Dataset records START

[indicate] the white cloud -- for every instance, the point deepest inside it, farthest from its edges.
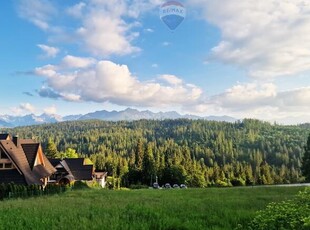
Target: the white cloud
(50, 110)
(39, 12)
(23, 108)
(104, 32)
(268, 38)
(27, 107)
(155, 65)
(110, 82)
(70, 61)
(166, 43)
(258, 100)
(76, 10)
(49, 50)
(171, 79)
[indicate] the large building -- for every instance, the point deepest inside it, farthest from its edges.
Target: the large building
(22, 161)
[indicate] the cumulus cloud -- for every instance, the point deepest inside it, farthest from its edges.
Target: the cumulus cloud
(70, 61)
(104, 32)
(48, 50)
(258, 100)
(23, 108)
(110, 82)
(76, 10)
(39, 12)
(27, 107)
(103, 28)
(171, 79)
(50, 110)
(268, 38)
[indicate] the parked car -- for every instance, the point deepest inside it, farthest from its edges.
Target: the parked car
(167, 185)
(156, 186)
(176, 186)
(183, 186)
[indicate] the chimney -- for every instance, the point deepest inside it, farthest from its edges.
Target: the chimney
(16, 141)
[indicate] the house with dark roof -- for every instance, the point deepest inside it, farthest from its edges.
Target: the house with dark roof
(71, 169)
(22, 161)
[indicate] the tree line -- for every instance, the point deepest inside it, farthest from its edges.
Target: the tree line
(196, 152)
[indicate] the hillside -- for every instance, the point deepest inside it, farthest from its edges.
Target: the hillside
(196, 152)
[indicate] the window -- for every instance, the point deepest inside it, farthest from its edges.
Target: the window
(3, 155)
(8, 165)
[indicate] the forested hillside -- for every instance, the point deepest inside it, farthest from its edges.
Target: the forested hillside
(197, 152)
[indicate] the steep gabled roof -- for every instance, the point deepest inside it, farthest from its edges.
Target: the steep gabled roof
(20, 160)
(4, 136)
(31, 151)
(28, 159)
(78, 169)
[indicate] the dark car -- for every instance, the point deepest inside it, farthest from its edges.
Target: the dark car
(176, 186)
(183, 186)
(167, 185)
(156, 186)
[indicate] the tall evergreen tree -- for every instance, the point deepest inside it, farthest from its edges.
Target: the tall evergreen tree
(306, 161)
(51, 150)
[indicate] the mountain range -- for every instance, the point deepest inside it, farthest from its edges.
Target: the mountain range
(9, 121)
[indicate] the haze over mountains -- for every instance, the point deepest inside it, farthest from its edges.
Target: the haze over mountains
(128, 114)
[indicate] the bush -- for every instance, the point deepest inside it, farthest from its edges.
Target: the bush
(238, 182)
(138, 186)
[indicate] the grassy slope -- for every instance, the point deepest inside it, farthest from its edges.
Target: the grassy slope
(213, 208)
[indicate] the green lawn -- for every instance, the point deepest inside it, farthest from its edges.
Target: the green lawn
(211, 208)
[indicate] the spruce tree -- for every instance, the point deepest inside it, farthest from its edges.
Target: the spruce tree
(306, 161)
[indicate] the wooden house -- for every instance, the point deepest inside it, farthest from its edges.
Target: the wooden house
(22, 161)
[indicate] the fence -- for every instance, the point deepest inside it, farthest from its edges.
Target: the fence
(11, 190)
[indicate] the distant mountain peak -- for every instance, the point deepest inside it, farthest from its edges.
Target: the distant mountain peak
(128, 114)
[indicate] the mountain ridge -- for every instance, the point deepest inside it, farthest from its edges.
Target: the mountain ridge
(129, 114)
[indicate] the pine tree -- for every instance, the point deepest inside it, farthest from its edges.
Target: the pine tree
(306, 161)
(51, 150)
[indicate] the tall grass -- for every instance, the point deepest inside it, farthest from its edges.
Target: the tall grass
(213, 208)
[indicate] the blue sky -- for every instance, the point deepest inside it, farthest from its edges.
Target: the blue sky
(228, 57)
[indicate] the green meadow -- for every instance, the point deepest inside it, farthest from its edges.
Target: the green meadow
(211, 208)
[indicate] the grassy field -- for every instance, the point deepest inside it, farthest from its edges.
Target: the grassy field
(212, 208)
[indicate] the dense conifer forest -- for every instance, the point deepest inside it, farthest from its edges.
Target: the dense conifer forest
(196, 152)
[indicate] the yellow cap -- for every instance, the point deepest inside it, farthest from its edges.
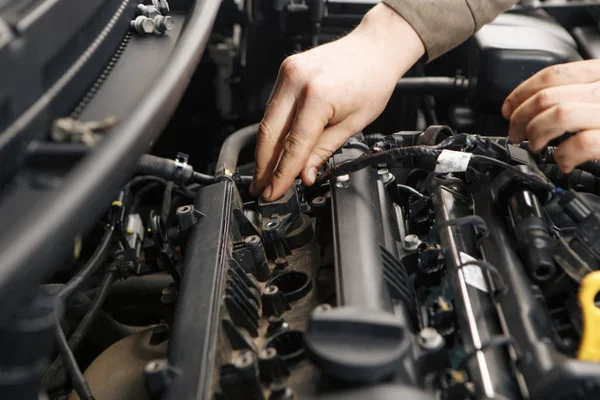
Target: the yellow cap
(589, 348)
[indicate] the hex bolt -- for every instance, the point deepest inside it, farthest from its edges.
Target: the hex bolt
(430, 339)
(384, 175)
(162, 6)
(148, 11)
(168, 295)
(411, 242)
(343, 181)
(163, 24)
(281, 265)
(277, 324)
(319, 201)
(142, 25)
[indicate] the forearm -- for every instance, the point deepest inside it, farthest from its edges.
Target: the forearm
(444, 24)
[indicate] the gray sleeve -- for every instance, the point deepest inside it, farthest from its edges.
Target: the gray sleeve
(444, 24)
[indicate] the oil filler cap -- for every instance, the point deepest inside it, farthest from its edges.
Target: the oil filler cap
(356, 345)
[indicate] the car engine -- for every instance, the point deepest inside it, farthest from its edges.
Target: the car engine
(431, 259)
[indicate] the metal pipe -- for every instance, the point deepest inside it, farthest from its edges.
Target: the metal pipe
(489, 369)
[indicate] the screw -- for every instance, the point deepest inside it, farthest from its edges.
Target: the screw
(142, 25)
(276, 324)
(162, 6)
(148, 11)
(160, 334)
(163, 24)
(281, 264)
(343, 181)
(323, 308)
(430, 339)
(385, 175)
(168, 296)
(411, 242)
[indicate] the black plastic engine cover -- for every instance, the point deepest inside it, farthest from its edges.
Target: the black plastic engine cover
(512, 49)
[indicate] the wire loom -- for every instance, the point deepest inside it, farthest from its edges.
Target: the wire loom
(427, 156)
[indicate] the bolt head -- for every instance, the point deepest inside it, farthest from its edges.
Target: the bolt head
(430, 339)
(146, 26)
(168, 23)
(411, 242)
(343, 181)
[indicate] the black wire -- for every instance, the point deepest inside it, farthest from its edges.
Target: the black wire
(83, 327)
(90, 267)
(150, 178)
(79, 383)
(529, 179)
(392, 155)
(167, 201)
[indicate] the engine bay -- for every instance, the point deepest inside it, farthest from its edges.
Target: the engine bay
(431, 259)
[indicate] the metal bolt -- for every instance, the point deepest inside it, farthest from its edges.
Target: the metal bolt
(148, 11)
(411, 242)
(163, 24)
(162, 6)
(385, 175)
(142, 25)
(343, 181)
(277, 324)
(430, 339)
(281, 264)
(168, 296)
(318, 201)
(323, 308)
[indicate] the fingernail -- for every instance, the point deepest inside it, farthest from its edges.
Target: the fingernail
(506, 109)
(312, 175)
(267, 192)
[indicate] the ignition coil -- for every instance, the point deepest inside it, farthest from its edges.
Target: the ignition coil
(529, 225)
(586, 240)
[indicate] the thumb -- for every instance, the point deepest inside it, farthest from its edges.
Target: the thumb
(330, 140)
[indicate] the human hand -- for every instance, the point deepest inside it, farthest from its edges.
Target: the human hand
(559, 99)
(326, 95)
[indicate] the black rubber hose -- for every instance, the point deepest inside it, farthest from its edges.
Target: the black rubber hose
(90, 267)
(167, 201)
(79, 383)
(547, 157)
(43, 153)
(230, 152)
(434, 86)
(81, 330)
(581, 181)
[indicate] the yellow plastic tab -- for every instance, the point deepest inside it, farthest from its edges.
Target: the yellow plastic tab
(589, 348)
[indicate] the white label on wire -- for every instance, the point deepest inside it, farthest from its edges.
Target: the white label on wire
(452, 161)
(472, 273)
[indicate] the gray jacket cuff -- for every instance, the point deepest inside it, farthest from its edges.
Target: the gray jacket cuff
(444, 24)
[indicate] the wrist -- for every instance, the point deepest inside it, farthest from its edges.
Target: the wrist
(395, 38)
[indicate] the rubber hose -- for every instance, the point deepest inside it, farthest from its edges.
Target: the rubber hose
(547, 156)
(79, 383)
(81, 330)
(580, 180)
(231, 149)
(89, 268)
(435, 86)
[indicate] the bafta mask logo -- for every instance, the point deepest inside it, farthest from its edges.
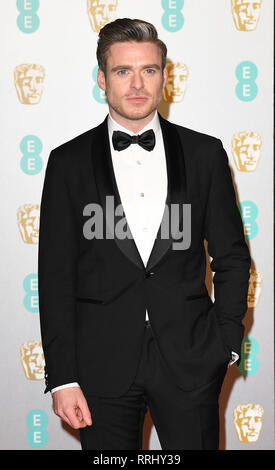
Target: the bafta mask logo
(175, 88)
(254, 289)
(249, 364)
(246, 150)
(101, 12)
(29, 81)
(32, 359)
(28, 222)
(246, 14)
(248, 422)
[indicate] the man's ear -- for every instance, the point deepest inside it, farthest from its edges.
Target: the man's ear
(101, 79)
(165, 77)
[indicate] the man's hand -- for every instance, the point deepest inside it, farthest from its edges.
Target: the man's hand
(71, 406)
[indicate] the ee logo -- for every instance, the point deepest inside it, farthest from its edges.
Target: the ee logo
(249, 213)
(27, 20)
(31, 162)
(172, 18)
(249, 362)
(30, 285)
(37, 421)
(246, 73)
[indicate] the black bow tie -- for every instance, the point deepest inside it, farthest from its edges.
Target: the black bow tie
(122, 140)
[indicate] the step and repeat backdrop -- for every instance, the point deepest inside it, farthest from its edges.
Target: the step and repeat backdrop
(220, 64)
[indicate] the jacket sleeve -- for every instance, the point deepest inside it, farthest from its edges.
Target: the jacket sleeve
(229, 252)
(57, 263)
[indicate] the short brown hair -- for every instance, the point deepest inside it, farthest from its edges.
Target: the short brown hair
(126, 29)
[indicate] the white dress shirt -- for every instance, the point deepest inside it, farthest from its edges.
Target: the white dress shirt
(141, 178)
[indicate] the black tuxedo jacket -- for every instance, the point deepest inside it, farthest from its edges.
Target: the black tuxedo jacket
(93, 293)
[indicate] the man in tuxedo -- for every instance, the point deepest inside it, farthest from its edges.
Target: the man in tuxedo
(126, 319)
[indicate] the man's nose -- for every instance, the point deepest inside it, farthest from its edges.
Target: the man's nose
(137, 80)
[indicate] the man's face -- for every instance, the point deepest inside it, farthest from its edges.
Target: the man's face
(134, 79)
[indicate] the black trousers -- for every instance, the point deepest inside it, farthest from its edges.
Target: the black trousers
(183, 420)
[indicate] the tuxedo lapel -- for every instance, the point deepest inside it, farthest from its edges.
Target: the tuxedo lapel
(107, 186)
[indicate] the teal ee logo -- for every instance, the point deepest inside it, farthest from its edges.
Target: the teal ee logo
(31, 162)
(246, 73)
(249, 362)
(249, 212)
(30, 285)
(27, 20)
(172, 18)
(98, 94)
(37, 421)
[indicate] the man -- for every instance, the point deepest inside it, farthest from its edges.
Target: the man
(104, 361)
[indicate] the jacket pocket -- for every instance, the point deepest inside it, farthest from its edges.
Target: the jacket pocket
(89, 300)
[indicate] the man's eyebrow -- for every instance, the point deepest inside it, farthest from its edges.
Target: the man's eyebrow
(147, 66)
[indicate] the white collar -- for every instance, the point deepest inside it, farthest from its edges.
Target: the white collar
(153, 124)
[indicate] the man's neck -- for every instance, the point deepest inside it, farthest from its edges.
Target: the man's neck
(133, 125)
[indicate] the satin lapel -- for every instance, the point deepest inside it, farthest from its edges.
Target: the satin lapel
(107, 186)
(176, 193)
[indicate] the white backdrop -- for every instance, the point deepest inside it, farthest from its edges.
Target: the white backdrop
(222, 64)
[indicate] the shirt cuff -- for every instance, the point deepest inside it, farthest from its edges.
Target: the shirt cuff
(73, 384)
(235, 357)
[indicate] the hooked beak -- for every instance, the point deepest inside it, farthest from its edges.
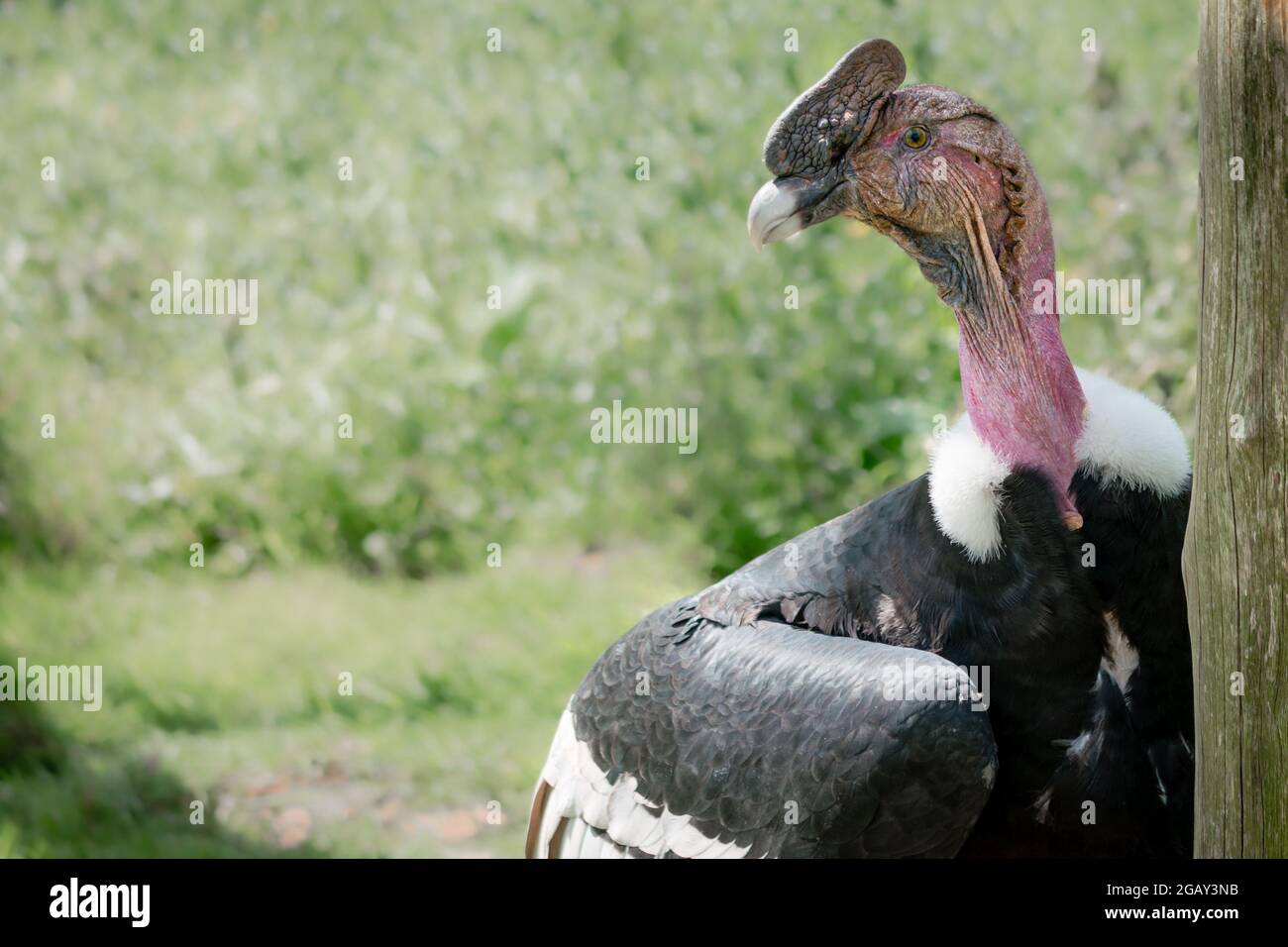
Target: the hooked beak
(776, 210)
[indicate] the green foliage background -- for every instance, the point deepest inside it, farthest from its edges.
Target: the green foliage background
(518, 170)
(472, 425)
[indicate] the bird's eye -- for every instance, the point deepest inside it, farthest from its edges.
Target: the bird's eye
(915, 138)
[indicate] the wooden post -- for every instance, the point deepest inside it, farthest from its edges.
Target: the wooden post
(1236, 545)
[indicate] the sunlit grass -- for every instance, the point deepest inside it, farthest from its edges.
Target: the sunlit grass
(228, 692)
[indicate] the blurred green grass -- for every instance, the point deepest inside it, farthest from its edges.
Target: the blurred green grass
(230, 693)
(472, 170)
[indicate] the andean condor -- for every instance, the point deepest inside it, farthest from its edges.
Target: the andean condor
(814, 702)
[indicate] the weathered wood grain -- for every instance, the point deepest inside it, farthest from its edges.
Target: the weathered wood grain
(1236, 545)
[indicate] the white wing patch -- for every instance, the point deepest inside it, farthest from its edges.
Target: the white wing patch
(1127, 440)
(1121, 660)
(581, 793)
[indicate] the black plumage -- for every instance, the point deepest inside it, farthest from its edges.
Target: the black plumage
(733, 705)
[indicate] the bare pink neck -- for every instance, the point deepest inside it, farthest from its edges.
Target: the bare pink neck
(1020, 388)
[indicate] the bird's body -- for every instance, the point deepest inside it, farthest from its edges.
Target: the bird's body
(758, 718)
(991, 660)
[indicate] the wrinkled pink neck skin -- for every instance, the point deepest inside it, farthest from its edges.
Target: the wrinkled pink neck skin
(1019, 385)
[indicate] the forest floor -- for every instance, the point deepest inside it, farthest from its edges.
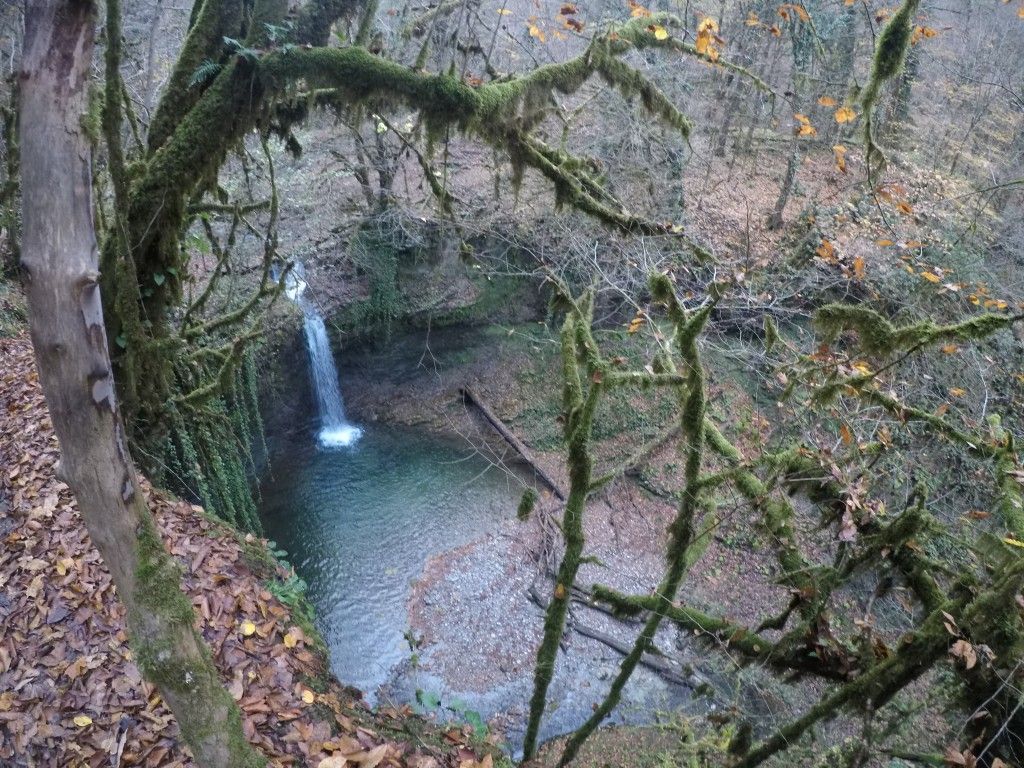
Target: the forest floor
(70, 692)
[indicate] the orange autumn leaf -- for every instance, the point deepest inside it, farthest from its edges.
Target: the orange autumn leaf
(845, 115)
(858, 267)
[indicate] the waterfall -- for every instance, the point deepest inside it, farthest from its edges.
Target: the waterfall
(336, 431)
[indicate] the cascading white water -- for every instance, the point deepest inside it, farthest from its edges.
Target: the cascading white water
(336, 431)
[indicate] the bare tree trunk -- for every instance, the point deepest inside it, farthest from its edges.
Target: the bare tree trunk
(60, 261)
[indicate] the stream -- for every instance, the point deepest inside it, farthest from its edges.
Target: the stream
(359, 523)
(401, 527)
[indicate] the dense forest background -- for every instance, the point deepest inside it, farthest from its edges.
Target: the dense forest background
(750, 274)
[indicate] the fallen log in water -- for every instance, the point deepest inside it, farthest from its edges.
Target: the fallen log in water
(469, 396)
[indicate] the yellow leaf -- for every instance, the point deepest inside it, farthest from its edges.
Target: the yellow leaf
(840, 152)
(637, 10)
(708, 25)
(846, 434)
(825, 251)
(845, 115)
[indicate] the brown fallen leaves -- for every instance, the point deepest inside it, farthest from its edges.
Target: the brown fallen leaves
(70, 693)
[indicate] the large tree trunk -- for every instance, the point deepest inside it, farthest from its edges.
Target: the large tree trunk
(60, 263)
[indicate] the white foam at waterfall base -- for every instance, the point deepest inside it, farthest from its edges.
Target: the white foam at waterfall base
(339, 436)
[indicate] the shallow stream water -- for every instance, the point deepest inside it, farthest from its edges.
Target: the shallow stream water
(359, 522)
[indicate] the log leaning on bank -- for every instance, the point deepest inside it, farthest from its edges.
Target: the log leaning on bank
(470, 397)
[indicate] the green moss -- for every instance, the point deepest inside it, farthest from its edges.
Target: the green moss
(159, 578)
(880, 337)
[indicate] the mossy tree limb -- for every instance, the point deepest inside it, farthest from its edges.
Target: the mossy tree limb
(916, 653)
(579, 415)
(73, 357)
(683, 529)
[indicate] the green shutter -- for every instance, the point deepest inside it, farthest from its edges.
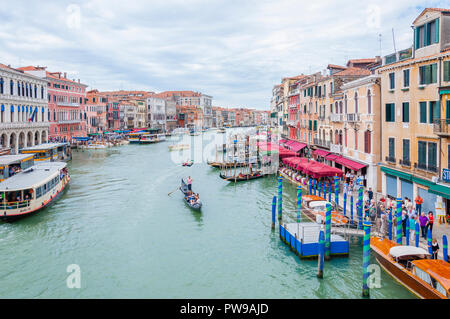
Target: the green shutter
(423, 112)
(447, 71)
(436, 31)
(417, 38)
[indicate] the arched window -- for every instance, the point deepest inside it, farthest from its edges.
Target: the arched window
(345, 100)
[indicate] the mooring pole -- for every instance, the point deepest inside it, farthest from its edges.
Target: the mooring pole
(445, 247)
(299, 202)
(430, 244)
(366, 257)
(360, 207)
(328, 232)
(417, 233)
(351, 208)
(336, 193)
(274, 211)
(399, 222)
(407, 232)
(280, 197)
(390, 224)
(321, 253)
(345, 200)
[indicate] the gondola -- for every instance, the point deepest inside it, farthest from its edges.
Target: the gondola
(245, 177)
(184, 188)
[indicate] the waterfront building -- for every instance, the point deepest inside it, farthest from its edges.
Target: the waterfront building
(156, 113)
(66, 103)
(95, 109)
(415, 113)
(193, 99)
(24, 115)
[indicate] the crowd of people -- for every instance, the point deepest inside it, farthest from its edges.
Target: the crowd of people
(412, 214)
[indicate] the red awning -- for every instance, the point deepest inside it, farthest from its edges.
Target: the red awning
(331, 157)
(321, 152)
(349, 163)
(296, 146)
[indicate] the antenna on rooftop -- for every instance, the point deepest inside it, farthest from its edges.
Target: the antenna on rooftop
(393, 40)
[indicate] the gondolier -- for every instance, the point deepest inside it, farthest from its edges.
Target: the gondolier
(189, 183)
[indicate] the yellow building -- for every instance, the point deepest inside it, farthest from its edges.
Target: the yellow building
(413, 112)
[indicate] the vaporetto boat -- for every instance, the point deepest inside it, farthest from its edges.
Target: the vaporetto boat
(27, 187)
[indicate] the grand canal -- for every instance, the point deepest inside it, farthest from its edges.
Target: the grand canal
(130, 239)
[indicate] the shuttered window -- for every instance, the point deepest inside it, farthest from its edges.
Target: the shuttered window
(406, 78)
(391, 147)
(406, 150)
(447, 71)
(390, 112)
(423, 112)
(405, 112)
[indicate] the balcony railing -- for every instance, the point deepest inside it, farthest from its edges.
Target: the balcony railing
(322, 143)
(336, 117)
(391, 159)
(68, 104)
(335, 148)
(441, 127)
(426, 167)
(353, 117)
(404, 162)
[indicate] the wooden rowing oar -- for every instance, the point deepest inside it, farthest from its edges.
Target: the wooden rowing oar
(174, 191)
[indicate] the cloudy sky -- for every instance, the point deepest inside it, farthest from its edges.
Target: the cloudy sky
(233, 50)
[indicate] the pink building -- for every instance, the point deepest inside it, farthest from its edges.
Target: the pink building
(66, 100)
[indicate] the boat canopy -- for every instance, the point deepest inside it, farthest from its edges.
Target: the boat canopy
(402, 251)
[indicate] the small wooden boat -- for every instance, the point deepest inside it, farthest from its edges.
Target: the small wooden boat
(427, 278)
(197, 205)
(242, 177)
(179, 147)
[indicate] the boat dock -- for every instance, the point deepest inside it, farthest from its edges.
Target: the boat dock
(303, 238)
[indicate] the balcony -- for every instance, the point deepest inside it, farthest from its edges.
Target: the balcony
(426, 167)
(390, 159)
(322, 143)
(353, 117)
(336, 148)
(68, 104)
(336, 117)
(441, 127)
(405, 162)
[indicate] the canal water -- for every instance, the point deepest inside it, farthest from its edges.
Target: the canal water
(130, 239)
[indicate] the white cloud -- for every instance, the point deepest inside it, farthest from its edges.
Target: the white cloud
(233, 50)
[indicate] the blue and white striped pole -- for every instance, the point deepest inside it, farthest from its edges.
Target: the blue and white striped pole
(280, 197)
(345, 199)
(329, 191)
(366, 257)
(407, 232)
(351, 208)
(321, 253)
(336, 193)
(274, 211)
(399, 221)
(299, 202)
(430, 243)
(390, 223)
(445, 247)
(328, 232)
(416, 232)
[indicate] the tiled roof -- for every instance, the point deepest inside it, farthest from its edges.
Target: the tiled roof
(353, 71)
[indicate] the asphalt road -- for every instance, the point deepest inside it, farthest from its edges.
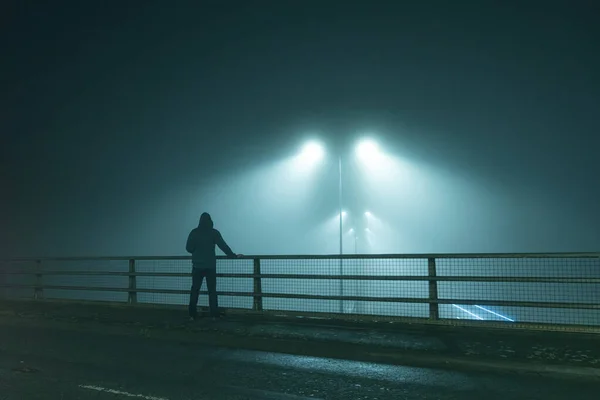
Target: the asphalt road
(50, 363)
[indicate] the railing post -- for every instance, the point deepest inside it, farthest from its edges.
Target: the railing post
(257, 305)
(38, 291)
(434, 312)
(132, 294)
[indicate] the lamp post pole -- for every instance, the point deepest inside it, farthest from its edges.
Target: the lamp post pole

Dataset records END

- _Exercise_:
Going through the entries above, report how many lines contain the word "lamp", with no other text.

- _Result of this task_:
2